Ekspor batik Indonesia mengalami penurunan yang signifikan pada kuartal II-2024, turun sebesar 8,39 persen secara tahunan (year-on-year). Penurunan ini dilaporkan oleh Kementerian Perindustrian (Kemenperin) dan disinyalir sebagai dampak dari kondisi geopolitik global. Batik, yang tidak hanya berfungsi sebagai produk fesyen tetapi juga dapat diaplikasikan pada dekorasi rumah, menjadi salah satu produk yang terdampak.
Menurut Direktur Jenderal Industri Kecil Menengah dan Aneka (IKMA) Kemenperin, Reni Yanita, penurunan ekspor batik ini bukan dipengaruhi oleh kebijakan pemerintah yang melonggarkan impor batik melalui Peraturan Menteri Perdagangan (Permendag) Nomor 36 Tahun 2023. Kebijakan tersebut hanya mengatur importasi, bukan ekspor.

Entri data tersimpan:
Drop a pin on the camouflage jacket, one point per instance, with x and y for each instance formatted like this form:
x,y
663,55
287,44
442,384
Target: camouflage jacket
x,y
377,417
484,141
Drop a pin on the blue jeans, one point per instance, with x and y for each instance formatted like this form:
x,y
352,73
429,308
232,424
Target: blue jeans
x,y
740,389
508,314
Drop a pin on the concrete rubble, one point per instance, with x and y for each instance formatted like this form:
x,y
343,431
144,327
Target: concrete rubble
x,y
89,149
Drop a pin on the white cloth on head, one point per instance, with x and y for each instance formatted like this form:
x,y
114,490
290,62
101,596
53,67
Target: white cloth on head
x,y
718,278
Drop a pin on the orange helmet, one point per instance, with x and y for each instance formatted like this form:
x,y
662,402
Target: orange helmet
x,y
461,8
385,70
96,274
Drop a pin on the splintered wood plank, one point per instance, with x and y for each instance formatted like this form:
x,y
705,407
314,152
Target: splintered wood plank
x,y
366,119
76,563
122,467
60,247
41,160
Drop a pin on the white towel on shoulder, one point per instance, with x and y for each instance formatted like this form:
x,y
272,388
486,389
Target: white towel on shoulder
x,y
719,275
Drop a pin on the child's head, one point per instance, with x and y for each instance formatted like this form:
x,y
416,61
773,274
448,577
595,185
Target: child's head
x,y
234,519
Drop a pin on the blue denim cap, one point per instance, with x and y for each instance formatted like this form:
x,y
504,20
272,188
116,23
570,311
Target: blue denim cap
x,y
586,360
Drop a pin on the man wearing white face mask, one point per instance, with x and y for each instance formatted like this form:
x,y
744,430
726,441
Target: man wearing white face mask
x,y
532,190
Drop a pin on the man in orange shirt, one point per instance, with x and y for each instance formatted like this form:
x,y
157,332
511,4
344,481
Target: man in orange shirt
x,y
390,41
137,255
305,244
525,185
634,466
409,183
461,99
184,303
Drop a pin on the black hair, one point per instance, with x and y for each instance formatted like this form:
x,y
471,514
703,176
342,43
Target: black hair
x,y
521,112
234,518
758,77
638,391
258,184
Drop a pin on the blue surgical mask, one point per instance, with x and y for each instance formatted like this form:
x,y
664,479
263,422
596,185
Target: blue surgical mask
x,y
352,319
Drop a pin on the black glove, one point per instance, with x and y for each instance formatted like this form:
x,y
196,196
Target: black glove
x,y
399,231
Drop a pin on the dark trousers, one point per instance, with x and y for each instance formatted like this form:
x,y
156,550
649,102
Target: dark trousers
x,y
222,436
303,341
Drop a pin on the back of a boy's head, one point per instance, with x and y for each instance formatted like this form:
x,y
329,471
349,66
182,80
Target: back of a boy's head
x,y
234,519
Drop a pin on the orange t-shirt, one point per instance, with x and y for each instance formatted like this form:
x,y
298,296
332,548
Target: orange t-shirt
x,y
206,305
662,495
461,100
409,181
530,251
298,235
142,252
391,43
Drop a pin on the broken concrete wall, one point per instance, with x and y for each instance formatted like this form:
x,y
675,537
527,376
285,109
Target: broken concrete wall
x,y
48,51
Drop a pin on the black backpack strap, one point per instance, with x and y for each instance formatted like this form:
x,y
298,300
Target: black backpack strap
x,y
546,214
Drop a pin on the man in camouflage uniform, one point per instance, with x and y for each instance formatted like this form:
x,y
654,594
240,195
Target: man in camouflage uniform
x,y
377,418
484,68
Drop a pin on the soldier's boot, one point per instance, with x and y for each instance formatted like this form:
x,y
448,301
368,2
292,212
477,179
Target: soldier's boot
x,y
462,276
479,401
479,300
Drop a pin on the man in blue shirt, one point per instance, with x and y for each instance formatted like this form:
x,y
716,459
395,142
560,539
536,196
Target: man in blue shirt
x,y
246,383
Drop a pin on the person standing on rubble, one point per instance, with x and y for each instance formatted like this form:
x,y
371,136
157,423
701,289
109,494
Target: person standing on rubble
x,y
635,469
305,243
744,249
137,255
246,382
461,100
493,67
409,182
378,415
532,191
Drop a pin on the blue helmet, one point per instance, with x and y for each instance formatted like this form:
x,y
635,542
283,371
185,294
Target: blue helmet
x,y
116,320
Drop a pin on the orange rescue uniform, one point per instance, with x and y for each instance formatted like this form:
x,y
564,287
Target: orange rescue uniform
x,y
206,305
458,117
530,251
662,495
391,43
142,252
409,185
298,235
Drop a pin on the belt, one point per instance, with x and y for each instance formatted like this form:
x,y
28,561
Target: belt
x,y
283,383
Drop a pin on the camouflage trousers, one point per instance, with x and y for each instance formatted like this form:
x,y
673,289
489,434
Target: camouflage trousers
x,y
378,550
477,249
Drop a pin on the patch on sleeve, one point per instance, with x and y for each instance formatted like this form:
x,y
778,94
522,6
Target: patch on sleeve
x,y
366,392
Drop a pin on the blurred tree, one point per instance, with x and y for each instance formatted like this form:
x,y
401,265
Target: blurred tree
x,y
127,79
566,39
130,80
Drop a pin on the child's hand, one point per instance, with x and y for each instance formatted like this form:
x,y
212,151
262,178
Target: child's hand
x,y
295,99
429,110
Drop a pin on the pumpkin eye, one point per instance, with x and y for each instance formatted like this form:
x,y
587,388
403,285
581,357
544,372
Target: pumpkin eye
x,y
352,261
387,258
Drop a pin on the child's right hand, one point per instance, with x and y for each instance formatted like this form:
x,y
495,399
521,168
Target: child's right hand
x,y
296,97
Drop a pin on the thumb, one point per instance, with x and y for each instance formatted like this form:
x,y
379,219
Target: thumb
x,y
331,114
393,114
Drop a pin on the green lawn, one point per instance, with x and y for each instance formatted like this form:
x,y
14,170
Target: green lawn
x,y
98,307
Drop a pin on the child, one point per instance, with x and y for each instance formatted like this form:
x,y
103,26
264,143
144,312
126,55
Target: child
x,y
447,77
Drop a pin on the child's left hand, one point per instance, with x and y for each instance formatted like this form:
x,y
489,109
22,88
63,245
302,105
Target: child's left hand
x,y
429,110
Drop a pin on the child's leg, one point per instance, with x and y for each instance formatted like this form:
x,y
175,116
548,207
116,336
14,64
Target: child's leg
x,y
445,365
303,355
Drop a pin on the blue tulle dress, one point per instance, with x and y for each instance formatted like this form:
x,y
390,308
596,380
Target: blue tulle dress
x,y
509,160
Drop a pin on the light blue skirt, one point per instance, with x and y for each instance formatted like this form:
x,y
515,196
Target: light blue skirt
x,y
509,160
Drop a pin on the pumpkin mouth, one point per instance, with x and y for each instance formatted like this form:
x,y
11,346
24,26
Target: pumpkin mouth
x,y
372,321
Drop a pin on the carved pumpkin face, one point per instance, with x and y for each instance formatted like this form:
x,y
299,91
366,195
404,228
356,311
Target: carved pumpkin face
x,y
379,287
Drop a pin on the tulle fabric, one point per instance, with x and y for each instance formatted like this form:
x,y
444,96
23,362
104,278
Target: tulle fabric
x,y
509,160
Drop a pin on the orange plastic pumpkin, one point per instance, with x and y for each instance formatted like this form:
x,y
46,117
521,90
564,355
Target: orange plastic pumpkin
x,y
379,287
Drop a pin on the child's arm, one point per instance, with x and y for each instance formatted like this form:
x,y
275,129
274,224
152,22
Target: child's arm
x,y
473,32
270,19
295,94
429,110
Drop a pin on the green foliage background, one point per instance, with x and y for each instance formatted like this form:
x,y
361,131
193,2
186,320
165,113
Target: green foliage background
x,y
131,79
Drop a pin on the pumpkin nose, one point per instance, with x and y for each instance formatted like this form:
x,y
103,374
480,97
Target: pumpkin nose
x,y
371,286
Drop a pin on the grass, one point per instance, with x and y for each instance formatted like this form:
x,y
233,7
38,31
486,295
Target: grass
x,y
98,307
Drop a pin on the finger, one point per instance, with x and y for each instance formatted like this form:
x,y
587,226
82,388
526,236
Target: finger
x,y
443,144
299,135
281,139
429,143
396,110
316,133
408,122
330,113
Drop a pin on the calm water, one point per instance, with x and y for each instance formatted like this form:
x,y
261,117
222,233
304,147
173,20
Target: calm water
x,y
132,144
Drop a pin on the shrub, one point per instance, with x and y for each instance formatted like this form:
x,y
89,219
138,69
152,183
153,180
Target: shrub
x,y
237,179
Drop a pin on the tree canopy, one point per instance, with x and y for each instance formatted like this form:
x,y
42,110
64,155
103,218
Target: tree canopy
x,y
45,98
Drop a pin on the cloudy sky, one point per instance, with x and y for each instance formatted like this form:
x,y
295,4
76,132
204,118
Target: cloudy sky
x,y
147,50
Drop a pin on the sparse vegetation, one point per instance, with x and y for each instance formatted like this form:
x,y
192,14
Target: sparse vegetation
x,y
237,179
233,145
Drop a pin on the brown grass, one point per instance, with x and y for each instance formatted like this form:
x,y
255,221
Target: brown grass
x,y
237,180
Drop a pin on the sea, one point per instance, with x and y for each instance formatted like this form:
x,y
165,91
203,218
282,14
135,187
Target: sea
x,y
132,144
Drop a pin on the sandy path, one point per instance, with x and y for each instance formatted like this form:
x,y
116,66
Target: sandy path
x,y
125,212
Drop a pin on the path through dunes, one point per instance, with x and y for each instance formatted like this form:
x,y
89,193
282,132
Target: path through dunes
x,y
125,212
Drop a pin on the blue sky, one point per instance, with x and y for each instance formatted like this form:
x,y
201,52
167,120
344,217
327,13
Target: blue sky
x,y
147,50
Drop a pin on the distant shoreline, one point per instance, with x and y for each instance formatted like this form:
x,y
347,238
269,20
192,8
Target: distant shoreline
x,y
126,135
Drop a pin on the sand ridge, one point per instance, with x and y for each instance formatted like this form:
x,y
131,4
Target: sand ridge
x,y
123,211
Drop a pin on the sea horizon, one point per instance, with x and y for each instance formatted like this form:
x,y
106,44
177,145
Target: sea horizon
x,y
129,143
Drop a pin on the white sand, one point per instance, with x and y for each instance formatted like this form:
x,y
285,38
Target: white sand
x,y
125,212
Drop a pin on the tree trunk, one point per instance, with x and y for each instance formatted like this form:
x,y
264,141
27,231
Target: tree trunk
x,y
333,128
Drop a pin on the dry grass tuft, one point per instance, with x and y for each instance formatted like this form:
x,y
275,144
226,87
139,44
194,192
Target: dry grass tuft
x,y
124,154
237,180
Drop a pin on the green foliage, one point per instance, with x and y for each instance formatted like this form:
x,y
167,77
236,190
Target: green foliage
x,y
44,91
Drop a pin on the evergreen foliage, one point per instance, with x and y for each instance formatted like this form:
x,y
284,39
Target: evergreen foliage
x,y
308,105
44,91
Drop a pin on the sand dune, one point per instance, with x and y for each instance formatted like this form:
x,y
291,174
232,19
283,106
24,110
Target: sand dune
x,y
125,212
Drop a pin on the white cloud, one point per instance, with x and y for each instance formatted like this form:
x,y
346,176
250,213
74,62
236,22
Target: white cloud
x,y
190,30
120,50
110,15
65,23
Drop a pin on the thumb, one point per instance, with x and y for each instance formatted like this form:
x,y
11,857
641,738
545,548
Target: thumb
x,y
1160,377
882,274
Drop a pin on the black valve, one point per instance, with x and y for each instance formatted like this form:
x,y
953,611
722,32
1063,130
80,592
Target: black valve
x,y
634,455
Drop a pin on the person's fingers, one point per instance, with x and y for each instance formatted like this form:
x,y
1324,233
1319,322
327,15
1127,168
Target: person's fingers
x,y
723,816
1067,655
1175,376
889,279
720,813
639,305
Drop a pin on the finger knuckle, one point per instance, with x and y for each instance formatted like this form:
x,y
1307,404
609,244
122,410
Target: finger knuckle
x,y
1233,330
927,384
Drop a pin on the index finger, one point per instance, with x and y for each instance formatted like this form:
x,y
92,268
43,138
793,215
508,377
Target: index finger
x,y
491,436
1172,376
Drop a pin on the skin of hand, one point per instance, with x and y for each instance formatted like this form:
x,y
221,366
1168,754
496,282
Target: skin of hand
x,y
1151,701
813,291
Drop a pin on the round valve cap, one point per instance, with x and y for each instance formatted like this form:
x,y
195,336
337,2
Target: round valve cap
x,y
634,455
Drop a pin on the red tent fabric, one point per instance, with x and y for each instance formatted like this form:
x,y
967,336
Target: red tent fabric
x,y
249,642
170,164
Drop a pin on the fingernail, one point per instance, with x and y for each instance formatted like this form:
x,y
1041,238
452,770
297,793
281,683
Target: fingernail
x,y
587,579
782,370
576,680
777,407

Soal: Tuliskan kembali secara persis bagian kutipan tentang ekspor batik dari "Ekspor batik Indonesia" sampai "produk yang terdampak.". Materi ini diambil dari sumber yang berbeda.

Pembahasan Soal:
Ekspor batik Indonesia mengalami penurunan yang signifikan pada kuartal II-2024, turun sebesar 8,39 persen secara tahunan (year-on-year). Penurunan ini dilaporkan oleh Kementerian Perindustrian (Kemenperin) dan disinyalir sebagai dampak dari kondisi geopolitik global. Batik, yang tidak hanya berfungsi sebagai produk fesyen tetapi juga dapat diaplikasikan pada dekorasi rumah, menjadi salah satu produk yang terdampak.